→ **Data provided**
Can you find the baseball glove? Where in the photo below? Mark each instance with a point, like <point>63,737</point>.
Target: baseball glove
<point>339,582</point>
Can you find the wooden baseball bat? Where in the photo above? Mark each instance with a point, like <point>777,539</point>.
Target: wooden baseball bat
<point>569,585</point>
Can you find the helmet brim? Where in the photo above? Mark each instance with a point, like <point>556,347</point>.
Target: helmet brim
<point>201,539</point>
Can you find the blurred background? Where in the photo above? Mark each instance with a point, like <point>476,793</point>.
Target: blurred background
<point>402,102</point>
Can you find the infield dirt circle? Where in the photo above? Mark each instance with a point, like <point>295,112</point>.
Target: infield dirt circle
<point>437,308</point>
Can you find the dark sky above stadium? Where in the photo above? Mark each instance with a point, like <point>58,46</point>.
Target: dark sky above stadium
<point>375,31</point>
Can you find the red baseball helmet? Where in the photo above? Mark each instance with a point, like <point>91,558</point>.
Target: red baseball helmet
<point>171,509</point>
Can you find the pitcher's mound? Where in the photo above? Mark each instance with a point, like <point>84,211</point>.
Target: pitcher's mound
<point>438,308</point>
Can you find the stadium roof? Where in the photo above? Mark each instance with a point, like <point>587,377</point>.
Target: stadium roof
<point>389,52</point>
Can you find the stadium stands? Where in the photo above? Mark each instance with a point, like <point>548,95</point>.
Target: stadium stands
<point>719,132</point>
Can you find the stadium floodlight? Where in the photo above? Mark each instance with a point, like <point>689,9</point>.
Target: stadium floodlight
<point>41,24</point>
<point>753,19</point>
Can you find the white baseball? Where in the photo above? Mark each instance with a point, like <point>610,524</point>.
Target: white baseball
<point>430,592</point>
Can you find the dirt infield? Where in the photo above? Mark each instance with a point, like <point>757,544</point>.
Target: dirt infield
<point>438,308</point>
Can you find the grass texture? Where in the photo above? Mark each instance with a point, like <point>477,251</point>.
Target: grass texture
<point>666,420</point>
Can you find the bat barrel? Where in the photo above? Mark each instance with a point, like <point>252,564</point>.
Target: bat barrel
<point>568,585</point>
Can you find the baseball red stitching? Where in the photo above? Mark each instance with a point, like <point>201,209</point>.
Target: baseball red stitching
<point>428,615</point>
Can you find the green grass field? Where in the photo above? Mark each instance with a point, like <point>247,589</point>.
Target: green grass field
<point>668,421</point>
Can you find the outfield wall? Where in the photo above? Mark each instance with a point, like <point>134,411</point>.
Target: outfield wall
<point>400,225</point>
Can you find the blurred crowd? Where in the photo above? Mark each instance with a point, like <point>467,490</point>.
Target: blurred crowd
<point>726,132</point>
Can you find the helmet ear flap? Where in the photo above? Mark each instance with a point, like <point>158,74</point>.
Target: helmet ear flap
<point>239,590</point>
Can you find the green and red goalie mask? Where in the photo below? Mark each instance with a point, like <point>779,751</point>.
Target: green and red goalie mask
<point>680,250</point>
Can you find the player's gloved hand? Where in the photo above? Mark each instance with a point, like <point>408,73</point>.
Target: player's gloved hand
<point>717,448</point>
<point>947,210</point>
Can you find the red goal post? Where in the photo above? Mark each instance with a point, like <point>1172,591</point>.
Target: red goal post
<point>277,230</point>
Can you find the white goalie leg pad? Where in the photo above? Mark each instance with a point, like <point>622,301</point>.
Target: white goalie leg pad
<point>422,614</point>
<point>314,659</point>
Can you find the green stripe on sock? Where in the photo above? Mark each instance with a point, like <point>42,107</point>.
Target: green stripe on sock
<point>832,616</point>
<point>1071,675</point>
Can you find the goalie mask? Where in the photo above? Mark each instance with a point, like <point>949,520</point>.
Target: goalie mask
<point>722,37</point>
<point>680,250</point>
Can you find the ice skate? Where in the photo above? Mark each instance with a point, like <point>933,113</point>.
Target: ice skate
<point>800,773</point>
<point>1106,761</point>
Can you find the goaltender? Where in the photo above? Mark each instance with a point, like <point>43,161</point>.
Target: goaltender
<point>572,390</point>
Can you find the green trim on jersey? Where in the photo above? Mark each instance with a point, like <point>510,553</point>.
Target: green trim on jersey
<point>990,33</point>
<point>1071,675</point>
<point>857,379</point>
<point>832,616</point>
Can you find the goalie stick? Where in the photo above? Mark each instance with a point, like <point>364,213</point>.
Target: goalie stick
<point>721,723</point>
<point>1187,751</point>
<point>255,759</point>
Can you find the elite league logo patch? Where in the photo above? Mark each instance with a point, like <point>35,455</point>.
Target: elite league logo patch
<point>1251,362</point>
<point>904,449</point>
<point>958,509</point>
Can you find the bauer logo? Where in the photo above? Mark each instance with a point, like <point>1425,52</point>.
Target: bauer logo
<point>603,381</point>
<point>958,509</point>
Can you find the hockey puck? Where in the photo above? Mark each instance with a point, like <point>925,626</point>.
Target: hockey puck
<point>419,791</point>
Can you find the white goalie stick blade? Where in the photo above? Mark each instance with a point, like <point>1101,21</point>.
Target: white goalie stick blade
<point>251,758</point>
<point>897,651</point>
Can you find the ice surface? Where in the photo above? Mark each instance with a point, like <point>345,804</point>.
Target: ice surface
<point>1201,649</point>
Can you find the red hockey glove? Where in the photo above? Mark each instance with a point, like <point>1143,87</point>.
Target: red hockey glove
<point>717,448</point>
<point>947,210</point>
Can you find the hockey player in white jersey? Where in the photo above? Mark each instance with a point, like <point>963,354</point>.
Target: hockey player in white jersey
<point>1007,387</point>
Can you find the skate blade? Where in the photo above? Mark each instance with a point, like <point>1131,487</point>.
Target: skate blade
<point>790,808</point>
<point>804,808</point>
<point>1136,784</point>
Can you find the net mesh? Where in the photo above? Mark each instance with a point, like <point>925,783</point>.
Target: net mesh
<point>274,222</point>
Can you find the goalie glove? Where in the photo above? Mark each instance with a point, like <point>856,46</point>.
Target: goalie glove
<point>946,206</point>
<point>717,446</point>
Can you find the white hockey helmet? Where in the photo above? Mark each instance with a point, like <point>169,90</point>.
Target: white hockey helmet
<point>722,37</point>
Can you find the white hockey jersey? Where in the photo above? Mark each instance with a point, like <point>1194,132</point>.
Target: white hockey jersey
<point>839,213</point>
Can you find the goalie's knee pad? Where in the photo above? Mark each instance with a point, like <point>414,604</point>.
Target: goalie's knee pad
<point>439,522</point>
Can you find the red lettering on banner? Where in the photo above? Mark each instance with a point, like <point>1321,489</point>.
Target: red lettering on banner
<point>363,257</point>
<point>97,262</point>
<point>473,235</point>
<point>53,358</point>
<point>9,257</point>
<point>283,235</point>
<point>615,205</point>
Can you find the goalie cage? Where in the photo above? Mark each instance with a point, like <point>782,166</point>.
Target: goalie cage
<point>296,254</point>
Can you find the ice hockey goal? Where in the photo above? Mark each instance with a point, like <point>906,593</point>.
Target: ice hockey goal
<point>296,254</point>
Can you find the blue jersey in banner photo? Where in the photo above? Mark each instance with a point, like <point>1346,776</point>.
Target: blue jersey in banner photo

→ **Short exercise**
Please print, without any changes, the lines between the one holding "Can you find the white hockey jersey?" and the one holding "<point>439,522</point>", inclusive.

→ **Written response**
Can you find the white hockey jersey? Where in the photo above? Mark each instance with a point, like <point>1194,132</point>.
Target: white hockey jersey
<point>839,213</point>
Can you find the goalie's knee pad? Where in the photo above? Mark each instance with a point, like <point>414,604</point>.
Target: goalie's knee pad
<point>439,522</point>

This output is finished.